Revise the lines below by changing "one instance per line" to "each instance on its own line" wherever it occurs, keeping everything else the same. Leave out the pictures when you give them back.

* [Dataset excerpts]:
····················
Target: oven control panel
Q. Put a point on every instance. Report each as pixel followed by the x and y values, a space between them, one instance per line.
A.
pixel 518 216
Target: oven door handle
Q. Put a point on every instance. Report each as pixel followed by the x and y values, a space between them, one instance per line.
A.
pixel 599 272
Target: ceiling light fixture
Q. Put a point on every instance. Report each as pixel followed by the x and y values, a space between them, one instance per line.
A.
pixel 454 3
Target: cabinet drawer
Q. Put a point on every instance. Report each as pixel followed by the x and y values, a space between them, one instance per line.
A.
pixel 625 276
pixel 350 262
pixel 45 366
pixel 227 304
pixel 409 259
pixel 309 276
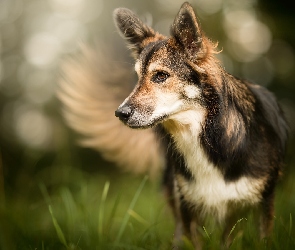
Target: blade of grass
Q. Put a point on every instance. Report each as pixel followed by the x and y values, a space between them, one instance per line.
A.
pixel 113 211
pixel 205 230
pixel 101 208
pixel 131 206
pixel 58 230
pixel 138 217
pixel 290 225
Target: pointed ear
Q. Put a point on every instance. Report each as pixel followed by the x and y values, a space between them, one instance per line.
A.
pixel 132 29
pixel 186 30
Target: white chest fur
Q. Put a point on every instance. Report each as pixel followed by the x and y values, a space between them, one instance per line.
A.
pixel 208 190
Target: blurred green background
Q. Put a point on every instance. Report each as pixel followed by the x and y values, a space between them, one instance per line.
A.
pixel 40 163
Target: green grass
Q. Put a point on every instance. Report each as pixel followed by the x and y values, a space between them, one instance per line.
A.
pixel 67 208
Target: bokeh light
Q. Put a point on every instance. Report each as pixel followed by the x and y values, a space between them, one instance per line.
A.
pixel 35 35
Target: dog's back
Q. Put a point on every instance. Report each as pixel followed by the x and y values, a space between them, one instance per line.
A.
pixel 224 138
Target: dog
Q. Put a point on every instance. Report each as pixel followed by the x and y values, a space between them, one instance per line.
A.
pixel 220 139
pixel 225 138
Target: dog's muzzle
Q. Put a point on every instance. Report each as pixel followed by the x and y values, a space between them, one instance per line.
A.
pixel 124 113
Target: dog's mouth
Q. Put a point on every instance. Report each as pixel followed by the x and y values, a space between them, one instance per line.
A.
pixel 144 124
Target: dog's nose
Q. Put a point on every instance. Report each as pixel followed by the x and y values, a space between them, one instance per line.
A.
pixel 123 113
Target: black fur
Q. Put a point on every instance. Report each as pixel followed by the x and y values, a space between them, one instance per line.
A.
pixel 244 131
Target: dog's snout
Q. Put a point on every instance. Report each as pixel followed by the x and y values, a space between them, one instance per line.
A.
pixel 123 113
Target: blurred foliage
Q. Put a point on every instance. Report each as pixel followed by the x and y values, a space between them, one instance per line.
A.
pixel 36 147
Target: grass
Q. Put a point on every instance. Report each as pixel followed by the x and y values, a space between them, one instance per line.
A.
pixel 67 208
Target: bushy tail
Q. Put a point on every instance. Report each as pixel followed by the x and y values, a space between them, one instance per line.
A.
pixel 91 89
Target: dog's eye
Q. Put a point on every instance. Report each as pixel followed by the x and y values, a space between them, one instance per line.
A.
pixel 160 76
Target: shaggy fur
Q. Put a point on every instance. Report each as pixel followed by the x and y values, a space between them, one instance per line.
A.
pixel 225 137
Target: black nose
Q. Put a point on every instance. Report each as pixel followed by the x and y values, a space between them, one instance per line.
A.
pixel 123 113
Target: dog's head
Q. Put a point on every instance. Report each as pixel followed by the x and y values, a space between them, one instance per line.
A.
pixel 170 71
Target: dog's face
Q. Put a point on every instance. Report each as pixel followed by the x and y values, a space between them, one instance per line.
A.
pixel 169 69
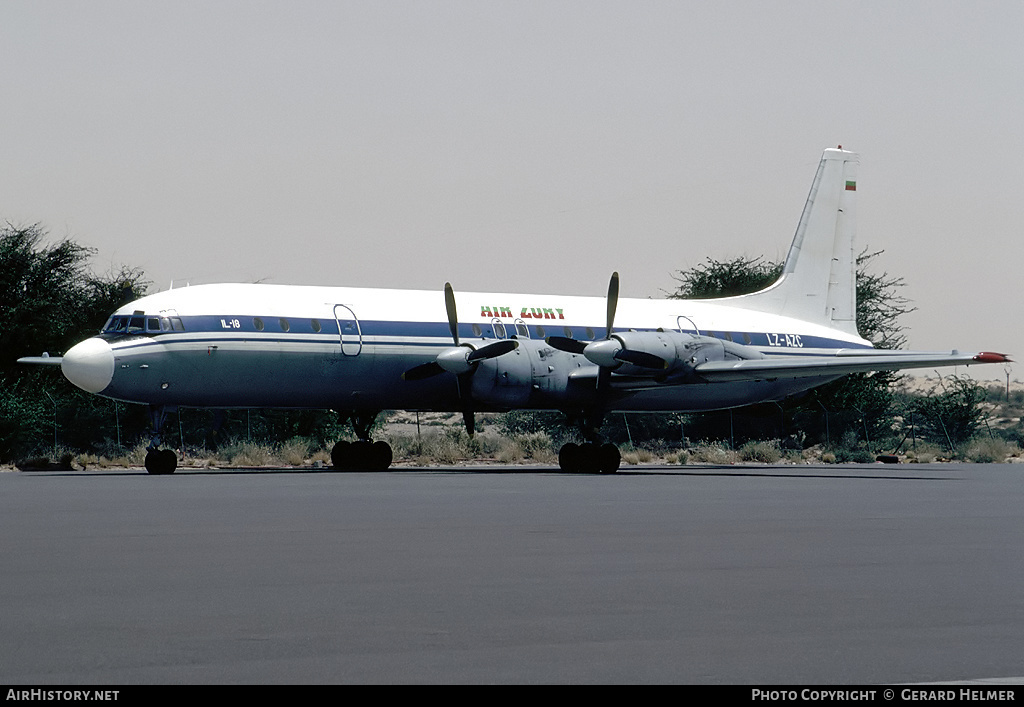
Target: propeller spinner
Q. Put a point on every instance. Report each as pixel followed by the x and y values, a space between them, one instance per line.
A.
pixel 608 352
pixel 461 360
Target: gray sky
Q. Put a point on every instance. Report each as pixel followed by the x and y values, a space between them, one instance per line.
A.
pixel 521 146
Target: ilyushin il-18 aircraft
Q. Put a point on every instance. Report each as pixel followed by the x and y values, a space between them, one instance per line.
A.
pixel 365 350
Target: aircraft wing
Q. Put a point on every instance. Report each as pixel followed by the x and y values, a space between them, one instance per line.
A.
pixel 841 364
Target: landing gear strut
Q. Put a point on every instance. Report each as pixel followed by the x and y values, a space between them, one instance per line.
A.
pixel 159 461
pixel 361 455
pixel 592 456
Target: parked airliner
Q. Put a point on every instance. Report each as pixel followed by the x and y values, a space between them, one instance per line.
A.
pixel 365 350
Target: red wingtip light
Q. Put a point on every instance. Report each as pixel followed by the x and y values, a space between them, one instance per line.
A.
pixel 991 358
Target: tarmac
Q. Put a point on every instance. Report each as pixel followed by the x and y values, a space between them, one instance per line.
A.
pixel 752 575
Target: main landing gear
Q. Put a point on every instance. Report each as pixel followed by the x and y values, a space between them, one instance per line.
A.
pixel 361 455
pixel 159 461
pixel 592 456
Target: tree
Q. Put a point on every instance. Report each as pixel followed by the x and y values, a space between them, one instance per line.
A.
pixel 49 300
pixel 859 405
pixel 951 414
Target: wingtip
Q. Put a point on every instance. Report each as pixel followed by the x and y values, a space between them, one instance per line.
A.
pixel 992 358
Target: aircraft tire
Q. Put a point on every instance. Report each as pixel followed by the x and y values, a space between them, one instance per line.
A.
pixel 161 461
pixel 590 461
pixel 568 457
pixel 341 456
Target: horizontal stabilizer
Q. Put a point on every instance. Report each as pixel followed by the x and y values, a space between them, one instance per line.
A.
pixel 810 367
pixel 41 360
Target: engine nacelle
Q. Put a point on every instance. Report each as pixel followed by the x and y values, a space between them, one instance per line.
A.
pixel 505 381
pixel 680 351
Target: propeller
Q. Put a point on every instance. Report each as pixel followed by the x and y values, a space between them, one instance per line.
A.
pixel 608 352
pixel 461 360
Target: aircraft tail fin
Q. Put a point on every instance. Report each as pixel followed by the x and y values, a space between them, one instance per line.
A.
pixel 818 282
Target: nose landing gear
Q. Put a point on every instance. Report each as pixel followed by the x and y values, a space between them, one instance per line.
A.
pixel 159 461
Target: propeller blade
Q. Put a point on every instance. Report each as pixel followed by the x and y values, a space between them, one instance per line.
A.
pixel 612 303
pixel 642 359
pixel 423 371
pixel 453 315
pixel 564 343
pixel 493 350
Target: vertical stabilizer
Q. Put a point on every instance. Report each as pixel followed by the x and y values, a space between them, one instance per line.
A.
pixel 818 282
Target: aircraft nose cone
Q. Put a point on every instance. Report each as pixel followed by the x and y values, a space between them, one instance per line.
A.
····················
* [Solution to this exercise]:
Target: oven control panel
Q. Put a point on every instance. Report each as pixel followed by the x and y values, a space between them, each instance on its own line.
A.
pixel 518 216
Target: oven door handle
Q. Put a point on every instance. Report each as pixel followed by the x and y values, a space between them, each instance on its own line.
A.
pixel 599 272
Target: ceiling light fixture
Q. Put a point on every instance. Report each as pixel followed by the x and y values, a space between them, each instance on its own line.
A.
pixel 454 3
Target: cabinet drawer
Q. Put a point on every instance. Report each as pixel followed by the x and y values, a space between them, each instance on its own line.
A.
pixel 625 276
pixel 350 262
pixel 45 366
pixel 227 304
pixel 409 259
pixel 309 276
Target: blade of grass
Q. Put a point on every instance. Report each as pixel followed by the x and y values, a space between them, each instance on its own line.
A.
pixel 113 211
pixel 205 230
pixel 101 208
pixel 131 206
pixel 58 230
pixel 138 217
pixel 290 225
Target: pointed ear
Q. Put a point on every instance. Report each as pixel followed by the x and y values, a space between them, each instance on its own line.
A.
pixel 132 29
pixel 186 30
Target: white chest fur
Q. Put a point on every instance. Report each as pixel followed by the x and y values, a space between them, each instance on its own line.
A.
pixel 208 190
Target: blurred green background
Q. Put a point on every instance. Report each as pixel followed by the x and y values, a space between them, each instance on its own line.
A.
pixel 40 163
Target: green grass
Q. Put a point on every instance. Report each as pixel followed by the x and y values, a space between them, each instance on its own line.
A.
pixel 67 208
Target: bokeh light
Q. Put a point on every instance. Report each as pixel followed by the x and y values, a space between them, each instance on its own line.
A.
pixel 35 35
Target: dog's back
Q. Put a point on every instance. Report each as pixel followed by the x and y values, a space between them, each instance on its own line.
A.
pixel 224 138
Target: dog
Q. Put a point on every instance. Report each as pixel followed by the x and y values, a space between them, each instance on its own line.
A.
pixel 220 139
pixel 225 138
Target: dog's muzzle
Q. Put a point on every instance. Report each as pixel followed by the x and y values, a space between them, each instance on its own line.
A.
pixel 124 113
Target: dog's mouth
Q. Put a point on every instance. Report each as pixel followed by the x and y values, a space between them, each instance on its own line.
A.
pixel 144 124
Target: dog's nose
Q. Put a point on every instance. Report each as pixel followed by the x and y values, a space between them, each instance on its own line.
A.
pixel 123 113
Target: black fur
Q. Put a point on every instance. Report each as pixel followed by the x and y values, a space between them, each instance on its own line.
A.
pixel 244 131
Target: dog's snout
Q. Put a point on every instance. Report each as pixel followed by the x and y values, a space between them, each instance on its own line.
A.
pixel 123 113
Target: blurred foliage
Q. Put a point on every instance. Report each as pixel followed by the x and y values, a space between them, each instance on its own line.
A.
pixel 36 147
Target: grass
Q. Put a point on every instance. Report each as pixel followed by the x and y values, a space between them, each instance on its own line.
A.
pixel 67 208
Target: bushy tail
Q. Put a point on every instance. Report each as pixel followed by the x and y values, a space between them, each instance on its own line.
A.
pixel 91 89
Target: dog's eye
Q. Put a point on every instance. Report each as pixel followed by the x and y values, a space between them, each instance on its own line.
A.
pixel 160 76
Target: shaggy fur
Q. Put a point on every instance. Report each as pixel followed by the x and y values, a space between them, each instance on its own line.
A.
pixel 225 137
Target: black nose
Q. Put a point on every instance. Report each as pixel followed by the x and y values, a space between them, each instance on its own line.
A.
pixel 123 113
Target: dog's head
Q. Put a point on every instance. Report each as pixel followed by the x and y values, a space between them, each instance on its own line.
A.
pixel 170 71
Target: dog's face
Q. Put a point on every instance. Report each as pixel followed by the x and y values, a space between them, each instance on its own line.
A.
pixel 169 69
Target: propeller spinner
Q. Put a point on every instance. Report each as pixel followed by the x and y values, a space between them, each instance on its own line.
A.
pixel 608 352
pixel 461 360
Target: gray sky
Q. Put a point on every instance. Report each as pixel followed by the x and y values, a space between them, each instance on its own line.
A.
pixel 521 146
Target: ilyushin il-18 aircraft
Q. Put a point on every instance. Report each as pixel followed by the x and y values, a space between them, each instance on its own line.
A.
pixel 365 350
Target: aircraft wing
Q. Put a point on every instance. Report each as pixel followed by the x and y values, a space between them, each instance on its own line.
A.
pixel 841 364
Target: landing gear strut
Q. Put a point on every instance. Report each as pixel followed by the x and y values, a space between them, each instance on its own line.
A.
pixel 159 461
pixel 361 455
pixel 592 456
Target: parked airliner
Q. Put a point on every instance. Report each as pixel followed by the x and y values, a space between them, each instance on its own line.
A.
pixel 365 350
Target: red wingtip light
Q. Put a point on every instance. Report each as pixel followed by the x and y values, a space between them, each instance on its own line.
A.
pixel 991 358
Target: tarmac
Q. Put a point on every instance. Report each as pixel followed by the x and y values, a space between them, each instance on its own line.
A.
pixel 752 575
Target: main landing gear
Q. Put a point on every instance. Report each as pixel followed by the x and y values, a space between them, each instance on its own line.
A.
pixel 361 455
pixel 159 461
pixel 592 456
Target: tree
Q. Put a point on every instance. Report each as pixel followed by the x and y values, a space between them, each instance on its own line.
A.
pixel 49 300
pixel 859 405
pixel 951 414
Target: wingtip
Q. Put a point on every instance. Report each as pixel followed by the x and y values, a space between them, each instance on its own line.
A.
pixel 992 358
Target: aircraft tire
Q. Put a point on every instance. Report each as pixel followed by the x and y values, a space between them, each instance on its own line.
A.
pixel 161 461
pixel 590 461
pixel 568 457
pixel 341 456
Target: horizontal stabilizer
Q. Put a point on every instance. Report each as pixel followed by the x and y values, a space between them, each instance on its own line.
A.
pixel 810 367
pixel 41 360
Target: engine nacelle
Q. Put a point on every instance. Report each as pixel followed by the x and y values, a space between them, each instance on its own line.
A.
pixel 505 381
pixel 680 351
Target: propeller
Q. Put a point on every instance. Report each as pixel followed by the x and y values, a space between them, each instance on its own line.
A.
pixel 608 352
pixel 461 360
Target: aircraft tail fin
Q. Put a point on every instance. Report each as pixel followed by the x and y values, a space between them, each instance on its own line.
A.
pixel 818 282
Target: nose landing gear
Q. Put a point on every instance. Report each as pixel followed by the x and y values, a space between them, each instance on its own line.
A.
pixel 159 461
Target: propeller blade
Q. Put a point on every instance. Report each as pixel followed by the x and y values, a space between them, each instance on its own line.
A.
pixel 612 303
pixel 642 359
pixel 423 371
pixel 453 315
pixel 564 343
pixel 493 350
Target: vertical stabilizer
Q. Put a point on every instance. Report each as pixel followed by the x and y values, a space between them, each instance on its own line.
A.
pixel 818 282
Target: aircraft nose cone
Q. Put a point on every instance. Report each as pixel followed by the x and y values, a space between them, each instance on its own line.
A.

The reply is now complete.